**WRITTEN INSTRUCTION**
Repeat every item below word for word.

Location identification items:
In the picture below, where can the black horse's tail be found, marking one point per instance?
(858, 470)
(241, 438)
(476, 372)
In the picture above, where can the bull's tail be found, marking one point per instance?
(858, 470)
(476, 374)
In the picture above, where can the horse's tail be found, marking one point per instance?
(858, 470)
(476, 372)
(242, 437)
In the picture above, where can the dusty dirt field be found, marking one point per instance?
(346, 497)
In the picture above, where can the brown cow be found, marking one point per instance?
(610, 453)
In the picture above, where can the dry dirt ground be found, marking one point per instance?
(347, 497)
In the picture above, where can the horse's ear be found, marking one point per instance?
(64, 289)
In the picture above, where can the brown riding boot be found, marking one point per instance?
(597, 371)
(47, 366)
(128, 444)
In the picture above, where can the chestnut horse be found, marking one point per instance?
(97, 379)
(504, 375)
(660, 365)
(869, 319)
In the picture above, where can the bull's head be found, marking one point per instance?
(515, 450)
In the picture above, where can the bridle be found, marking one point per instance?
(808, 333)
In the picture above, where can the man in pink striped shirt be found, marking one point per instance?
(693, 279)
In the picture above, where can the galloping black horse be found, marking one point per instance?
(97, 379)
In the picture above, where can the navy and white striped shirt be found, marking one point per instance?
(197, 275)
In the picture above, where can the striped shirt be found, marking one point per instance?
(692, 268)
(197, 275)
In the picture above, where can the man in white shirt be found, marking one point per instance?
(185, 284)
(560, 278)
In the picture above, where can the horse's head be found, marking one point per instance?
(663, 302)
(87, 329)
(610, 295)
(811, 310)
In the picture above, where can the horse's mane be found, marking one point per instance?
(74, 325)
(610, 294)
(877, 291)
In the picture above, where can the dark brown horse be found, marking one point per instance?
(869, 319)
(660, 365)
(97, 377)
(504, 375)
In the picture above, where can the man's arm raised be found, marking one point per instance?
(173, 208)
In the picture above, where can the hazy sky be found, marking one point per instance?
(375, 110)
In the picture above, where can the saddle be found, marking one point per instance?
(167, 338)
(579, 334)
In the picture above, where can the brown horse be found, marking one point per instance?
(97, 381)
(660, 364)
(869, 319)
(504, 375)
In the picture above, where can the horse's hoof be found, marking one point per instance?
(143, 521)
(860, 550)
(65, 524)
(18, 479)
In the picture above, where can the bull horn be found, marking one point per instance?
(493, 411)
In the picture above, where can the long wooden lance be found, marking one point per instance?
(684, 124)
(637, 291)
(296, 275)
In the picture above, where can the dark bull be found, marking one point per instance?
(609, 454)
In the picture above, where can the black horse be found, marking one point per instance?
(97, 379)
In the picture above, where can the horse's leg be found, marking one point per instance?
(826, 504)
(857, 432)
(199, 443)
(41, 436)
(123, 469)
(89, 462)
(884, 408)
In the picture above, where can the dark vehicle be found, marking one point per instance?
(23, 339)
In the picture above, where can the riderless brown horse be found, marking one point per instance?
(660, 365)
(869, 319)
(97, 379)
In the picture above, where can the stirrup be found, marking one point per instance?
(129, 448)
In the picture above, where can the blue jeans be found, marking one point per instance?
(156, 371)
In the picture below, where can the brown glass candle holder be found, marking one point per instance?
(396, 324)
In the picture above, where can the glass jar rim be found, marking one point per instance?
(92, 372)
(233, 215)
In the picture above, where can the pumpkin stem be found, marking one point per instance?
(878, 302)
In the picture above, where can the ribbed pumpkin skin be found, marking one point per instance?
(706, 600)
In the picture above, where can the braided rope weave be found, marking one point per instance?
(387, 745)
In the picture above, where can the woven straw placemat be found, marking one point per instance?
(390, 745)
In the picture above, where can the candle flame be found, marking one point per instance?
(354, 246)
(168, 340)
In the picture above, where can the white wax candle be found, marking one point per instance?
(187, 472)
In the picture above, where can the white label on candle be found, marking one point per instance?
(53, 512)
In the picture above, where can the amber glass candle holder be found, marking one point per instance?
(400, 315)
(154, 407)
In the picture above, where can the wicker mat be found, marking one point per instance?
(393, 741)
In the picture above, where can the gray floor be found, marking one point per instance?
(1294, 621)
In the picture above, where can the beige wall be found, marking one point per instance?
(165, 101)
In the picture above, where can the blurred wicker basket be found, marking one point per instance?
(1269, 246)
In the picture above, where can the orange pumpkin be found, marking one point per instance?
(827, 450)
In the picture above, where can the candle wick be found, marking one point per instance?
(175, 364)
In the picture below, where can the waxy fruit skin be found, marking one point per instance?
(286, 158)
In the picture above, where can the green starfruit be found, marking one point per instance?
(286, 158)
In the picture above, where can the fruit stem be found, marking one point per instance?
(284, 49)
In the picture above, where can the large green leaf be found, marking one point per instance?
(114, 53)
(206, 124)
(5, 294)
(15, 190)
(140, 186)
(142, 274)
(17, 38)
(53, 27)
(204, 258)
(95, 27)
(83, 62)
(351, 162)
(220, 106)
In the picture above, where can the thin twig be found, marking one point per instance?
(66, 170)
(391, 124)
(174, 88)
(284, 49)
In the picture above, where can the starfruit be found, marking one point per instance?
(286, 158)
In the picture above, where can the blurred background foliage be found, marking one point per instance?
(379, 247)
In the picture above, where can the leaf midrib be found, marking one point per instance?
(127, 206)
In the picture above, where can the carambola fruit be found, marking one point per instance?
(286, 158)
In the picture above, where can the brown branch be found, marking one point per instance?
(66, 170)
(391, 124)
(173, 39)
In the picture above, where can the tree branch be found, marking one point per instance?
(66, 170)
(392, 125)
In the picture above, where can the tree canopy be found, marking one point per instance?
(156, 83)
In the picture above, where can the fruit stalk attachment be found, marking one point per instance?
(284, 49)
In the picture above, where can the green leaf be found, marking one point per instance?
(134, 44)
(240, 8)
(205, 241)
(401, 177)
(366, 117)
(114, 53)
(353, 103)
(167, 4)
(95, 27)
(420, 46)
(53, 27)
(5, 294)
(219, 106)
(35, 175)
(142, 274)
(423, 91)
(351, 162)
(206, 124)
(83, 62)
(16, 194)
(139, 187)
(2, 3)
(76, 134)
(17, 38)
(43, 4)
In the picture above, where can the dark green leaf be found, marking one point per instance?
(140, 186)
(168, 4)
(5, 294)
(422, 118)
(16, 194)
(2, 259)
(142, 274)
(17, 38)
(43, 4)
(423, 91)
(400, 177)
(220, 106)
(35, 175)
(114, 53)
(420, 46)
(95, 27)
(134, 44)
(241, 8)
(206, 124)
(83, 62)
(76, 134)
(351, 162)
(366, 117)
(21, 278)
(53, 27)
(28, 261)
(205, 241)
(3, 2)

**OUTPUT OF THE TASK**
In the picture below, where can the black horse's tail be found, marking one point per instance?
(858, 470)
(241, 438)
(476, 372)
In the picture above, where can the bull's tail be found, marking one point per instance?
(858, 470)
(476, 374)
In the picture above, where can the horse's tail be found, marking one point per instance?
(858, 470)
(476, 372)
(242, 437)
In the picture above, where can the dusty dirt field be found, marking one point per instance?
(346, 497)
In the picture above, where can the brown cow be found, marking one point per instance?
(610, 453)
In the picture above, where can the dry dirt ground be found, marking one point per instance?
(347, 497)
In the picture above, where can the horse's ear be found, marking one point per instance?
(64, 289)
In the picture above, where can the brown riding boot be found, marking one point per instance?
(597, 371)
(47, 366)
(128, 444)
In the picture above, where can the chestnut horse be found, marking one point per instance?
(97, 379)
(504, 375)
(660, 365)
(869, 319)
In the picture above, where can the bull's head be found, marking one point per instance?
(515, 450)
In the picture above, where can the bridle be found, marking one point per instance?
(808, 333)
In the picture above, where can the man in pink striped shirt be found, marking one point per instance?
(693, 279)
In the picture above, where can the galloping black horse be found, marking one point per instance?
(97, 379)
In the picture above, where can the navy and white striped shirt be found, marking one point per instance?
(197, 275)
In the picture above, where can the striped shirt be found, marking one point per instance?
(692, 268)
(197, 275)
In the picture above, where can the man in white shirt be found, marking one point per instance?
(185, 284)
(560, 278)
In the picture above, where can the horse's head be found, marking one point per instance?
(663, 302)
(87, 329)
(610, 295)
(811, 310)
In the picture above, where can the horse's mane be found, marking one point per instance?
(74, 325)
(610, 294)
(877, 291)
In the picture above, where can the dark brown horse be found, marking one point per instance?
(869, 319)
(660, 365)
(97, 377)
(504, 375)
In the picture above, where can the man's arm raised be found, marking one point per instance?
(173, 208)
In the picture above, where can the hazy sky be found, marking one point per instance?
(375, 110)
In the picture above, where can the saddle be found, marking one point per instance?
(167, 338)
(579, 334)
In the picture above, where can the brown horse be found, marking one point per instance?
(97, 381)
(660, 364)
(869, 319)
(504, 375)
In the picture above, where can the horse's hoof be found, marking one point per instance?
(143, 521)
(860, 550)
(65, 524)
(18, 479)
In the picture above, where can the bull horn be found, marking one point per instance?
(493, 411)
In the picture above, where can the long wooden lance be found, marking one point per instance?
(684, 124)
(637, 291)
(296, 275)
In the picture above, where can the dark bull be found, marking one point per instance?
(609, 454)
In the picture above, where can the black horse be found, marking one point per instance?
(97, 379)
In the picture above, where can the horse's leg be found, marking one point per instance?
(826, 504)
(857, 432)
(199, 443)
(41, 436)
(123, 469)
(89, 462)
(884, 408)
In the picture above, where can the dark vehicle be found, marking one point per instance?
(23, 339)
In the picture above, where can the riderless brown horse be found, marking one point per instance?
(660, 365)
(869, 319)
(97, 379)
In the picture above, where can the stirrup be found, marking one point per instance?
(129, 448)
In the picture above, where can the blue jeans be found, marking one point per instance?
(156, 371)
In the picture below, where can the brown glass candle holder be found, marking one point per instance?
(396, 324)
In the picture above, where can the glass jar rim be found, marking one point per instance?
(92, 372)
(233, 215)
In the picture above, where can the pumpkin stem be found, marking one point per instance?
(878, 302)
In the picture above, where can the ribbed pumpkin skin be found, marking one point per instance?
(706, 600)
In the picture above, where can the braided rope weave be found, marking one point per instance?
(387, 745)
In the picture above, where can the woven straw placemat be found, marking one point per instance?
(390, 745)
In the picture above, where can the candle flame be found, marking one point per instance?
(354, 246)
(168, 340)
In the picture above, where can the white wax candle be found, marking one point per instance?
(187, 472)
In the picture above, where can the white label on candle be found, marking one point per instance?
(53, 512)
In the picture above, where can the amber glass candle holder be found, marking one point per instance?
(400, 315)
(154, 407)
In the picture above, where can the wicker mat be found, marking one point per instance?
(393, 741)
In the picture above, where can the gray floor be found, marking one point per instance?
(1294, 621)
In the picture above, where can the beige wall be found, marking one point per instance?
(165, 101)
In the picture above, where can the blurred wicker basket be found, marking one point per instance?
(1269, 246)
In the picture above, where can the orange pumpkin be found, marking one point per instance?
(827, 450)
In the picture above, where can the candle wick be found, marking one point per instance?
(175, 364)
In the picture below, where can the waxy fruit skin be found, marking one point per instance?
(286, 158)
In the picture above, where can the green starfruit be found, marking one point per instance?
(286, 158)
In the picture above, where can the fruit stem be found, marking one point per instance?
(284, 49)
In the picture above, where can the large green leaf be found, marking one point per instance?
(114, 53)
(206, 124)
(5, 294)
(15, 190)
(140, 186)
(142, 274)
(17, 38)
(53, 27)
(204, 258)
(95, 27)
(83, 62)
(351, 162)
(220, 106)
In the picture above, where can the thin twig be found, marking one point per instance?
(66, 170)
(391, 124)
(174, 88)
(284, 49)
In the picture above, where can the starfruit be found, marking one point per instance?
(286, 158)
In the picture above, where can the blurred background foliage be found, marking one point per instance?
(379, 247)
In the picture above, where can the leaf midrib be found, marking one point per instance?
(127, 206)
In the picture above, where can the carambola fruit be found, marking one point per instance?
(286, 158)
In the picture above, where can the brown branch be found, marking one point per instance?
(66, 170)
(391, 124)
(173, 39)
In the picture above, where can the tree branch be found, marking one point per instance?
(66, 170)
(392, 125)
In the picture above, where can the tree canopy be found, marking one point per instance?
(156, 83)
In the picture above, where can the fruit stalk attachment be found, marking one point per instance?
(284, 49)
In the picture above, where can the green leaf be found, marking one point per instance?
(134, 44)
(240, 8)
(205, 241)
(401, 177)
(366, 117)
(114, 53)
(353, 103)
(167, 4)
(95, 27)
(420, 46)
(53, 27)
(5, 294)
(219, 106)
(35, 175)
(142, 274)
(423, 91)
(351, 162)
(206, 124)
(83, 62)
(16, 194)
(139, 187)
(2, 3)
(76, 134)
(17, 38)
(43, 4)
In the picture above, where can the dark green leaf be found, marking one point per instance?
(140, 186)
(168, 4)
(5, 294)
(422, 118)
(16, 194)
(2, 259)
(142, 274)
(17, 38)
(43, 4)
(423, 91)
(400, 177)
(220, 106)
(35, 175)
(114, 53)
(420, 46)
(95, 27)
(134, 44)
(241, 8)
(206, 124)
(83, 62)
(76, 134)
(351, 162)
(366, 117)
(21, 278)
(53, 27)
(28, 261)
(205, 241)
(3, 2)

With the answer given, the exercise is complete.